作業内容
1/ 一般医と精神科医の連携に関する文章から、「東京都内のメーカーに勤務する」で始まり「れないこともあった」という。」で終わる部分を原文どおりに書き出してください。
2/ 一般医と精神科医の連携に関する文章の続きを、最後の文の後から書き進めてください。

文書抜粋
━━━━━━

内科医などの一般医と精神科医が連携する動きが出てきた。自殺との関連も指摘される鬱病などの「心の病」だが、初期は不眠や頭痛など身体的な症状が目立つことが多く、一般医を転々とする人も少なくないからだ。初期診療(プライマリーケア)段階で病気の兆候を見つけて早期治療につなげようと、自治体と医師会などがさまざまな取り組みを始めている。

東京都内のメーカーに勤務する営業職の女性(32)は頭痛やめまいを覚えるようになってから約1年、内科や耳鼻科、脳神経外科などを転々とする日々を過ごした。原因は分からず症状も改善しない。そのうち仕事の作業効率や集中力が目に見えて落ちたため、精神科の神田東クリニック(東京)を訪れた。診断結果は鬱病。聞けば、「上司との人間関係でストレスを抱き、会議中じっと座っていられないこともあった」という。

「こうしたケースは珍しくはない。鬱症状があっても直接精神科を訪れる人は少ないのが実情」と島悟院長は話す。

━━━━━━

データ一覧
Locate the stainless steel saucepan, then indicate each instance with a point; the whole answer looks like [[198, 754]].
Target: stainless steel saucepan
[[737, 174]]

━━━━━━

作業別の結果
1/
東京都内のメーカーに勤務する営業職の女性(32)は頭痛やめまいを覚えるようになってから約1年、内科や耳鼻科、脳神経外科などを転々とする日々を過ごした。原因は分からず症状も改善しない。そのうち仕事の作業効率や集中力が目に見えて落ちたため、精神科の神田東クリニック(東京)を訪れた。診断結果は鬱病。聞けば、「上司との人間関係でストレスを抱き、会議中じっと座っていられないこともあった」という。

2/
心療内科医の三木治氏が、心療内科を受診して鬱病と診断された患者330例を調べたところ、最初に訪れた診療科は内科が64・7%で最も多く、婦人科9・5%、脳外科8・4%が続いた。精神科、心療内科はそれぞれ5・6%、3・8%にとどまった。

鬱病は気分の落ち込みや意欲の低下といった精神的な症状に加え、不眠や息切れなどの身体症状を伴う。「鬱病初期は精神症状より身体症状が前面に出る場合が多いうえに、精神科の受診に抵抗がある患者も少なくない」(都内の精神科医)ことが、内科受診率の高さにつながるようだ。

不眠は鬱の典型的な身体症状の一つとされる。製薬会社グラクソ・スミスクラインが平成18年、20〜50代の睡眠薬服用者308人を調査したところ、鬱症状に該当した人の割合は36・7%に上った。

一方で、鬱症状該当者のうち、睡眠薬の服用を始めたときに「自分のことを鬱かもしれないと感じた」人は66・6%に上ったものの、そのうち44・9%は、不眠以外の精神面の不調については医師と相談したことがないと回答していた。
(心の病、早期治療のために 連携進む医療現場)


コンサルテーション・リエゾン精神医学とは、精神疾患を合併している他科の患者についての相談を受けたり、他科での治療に際して医療者と患者間の連絡を円滑化する作業をいいます。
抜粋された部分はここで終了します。